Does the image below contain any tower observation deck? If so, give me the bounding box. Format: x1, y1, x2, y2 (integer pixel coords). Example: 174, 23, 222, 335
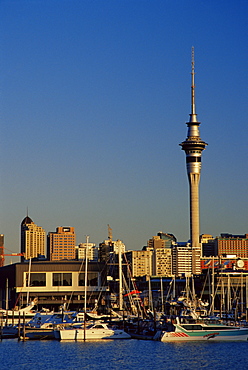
179, 47, 207, 248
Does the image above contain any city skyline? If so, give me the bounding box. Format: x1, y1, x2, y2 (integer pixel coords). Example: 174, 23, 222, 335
0, 0, 248, 262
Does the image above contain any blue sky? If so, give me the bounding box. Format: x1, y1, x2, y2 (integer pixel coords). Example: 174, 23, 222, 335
0, 0, 248, 260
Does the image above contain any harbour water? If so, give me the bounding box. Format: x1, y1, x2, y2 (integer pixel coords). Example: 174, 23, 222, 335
0, 339, 248, 370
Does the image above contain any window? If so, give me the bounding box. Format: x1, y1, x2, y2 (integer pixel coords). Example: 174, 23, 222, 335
26, 272, 46, 286
53, 272, 72, 286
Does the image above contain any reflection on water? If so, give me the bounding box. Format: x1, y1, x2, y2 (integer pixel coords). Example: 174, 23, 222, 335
0, 339, 248, 370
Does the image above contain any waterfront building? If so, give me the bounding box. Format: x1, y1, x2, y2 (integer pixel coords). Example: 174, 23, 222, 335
76, 243, 98, 262
180, 48, 207, 270
21, 216, 46, 261
214, 234, 248, 258
47, 226, 76, 261
172, 243, 192, 276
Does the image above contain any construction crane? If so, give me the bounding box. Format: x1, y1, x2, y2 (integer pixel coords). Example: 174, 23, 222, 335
108, 224, 113, 243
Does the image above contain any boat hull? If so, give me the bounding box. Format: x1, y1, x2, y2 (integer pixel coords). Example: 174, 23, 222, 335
161, 328, 248, 342
54, 328, 131, 341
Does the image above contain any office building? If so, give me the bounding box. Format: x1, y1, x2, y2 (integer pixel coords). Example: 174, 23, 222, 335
180, 48, 207, 269
0, 234, 4, 267
76, 243, 98, 262
21, 216, 46, 261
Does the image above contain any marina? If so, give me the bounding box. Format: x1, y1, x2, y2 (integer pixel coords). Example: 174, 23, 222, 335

┄┄┄┄┄┄

• TASK BRIEF: Set down every entry above word for word, including all of the bounding-box coordinates, and omit the pictures.

• CORRECT RESPONSE:
Does the image below contain any tower observation deck? If so, give me the bounding box. Format: x1, y1, x2, y2 (integer pixel coords). Example: 174, 23, 222, 335
179, 47, 207, 248
Does the image above contain any city skyline? If so, give me the bounding box. Format: x1, y1, x2, y2 (integer pixel coords). Example: 174, 23, 222, 335
0, 0, 248, 262
Does the image above contain any blue sky? If so, give me the bounding box. Format: x1, y1, x2, y2 (integer pixel coords). Example: 174, 23, 222, 335
0, 0, 248, 260
Does the image above contain any harbour water? If so, give me the bounding box. Format: x1, y1, x2, y2 (integer pixel coords). Example: 174, 23, 222, 335
0, 339, 248, 370
Does the image above contain any window? If so, give me the bounding box. Format: x1, y1, x2, y2 (integer pixel coords). Example: 174, 23, 222, 335
26, 272, 46, 286
53, 272, 72, 286
Does the image above contain any reflection on water? If so, give me the bounding box. Format: x1, y1, x2, y2 (integer pixel coords). Example: 174, 23, 222, 335
0, 339, 248, 370
Does the image above contain any waterfront building? If so, give me the bounding box. Format: x1, y1, x2, y2 (integer pixel coords). Example: 174, 23, 222, 335
76, 243, 98, 262
180, 48, 207, 270
21, 216, 46, 261
214, 234, 248, 258
47, 226, 76, 261
172, 243, 192, 276
Does the image above contain any construction crane? If so, give me the bounding box. Format: x1, y1, x2, y2 (integer pixel coords). Example: 174, 23, 222, 335
108, 224, 113, 243
Does the image above contain any boat hull? If so, give me the bounding box. Format: x1, y1, x2, y2 (integer pixel coords). Example: 174, 23, 222, 335
161, 328, 248, 342
54, 328, 131, 341
Does the image above contain any office building? If so, give me the bounding box. Format: x1, y1, x2, y2 (integer pixel coords). Example: 174, 23, 222, 335
180, 48, 207, 269
0, 234, 4, 267
76, 243, 98, 262
21, 216, 46, 261
Does the image above contain any marina? If so, give me the bounding box. Format: x1, y1, x2, y2 (integer pixel coords). Example: 174, 23, 222, 335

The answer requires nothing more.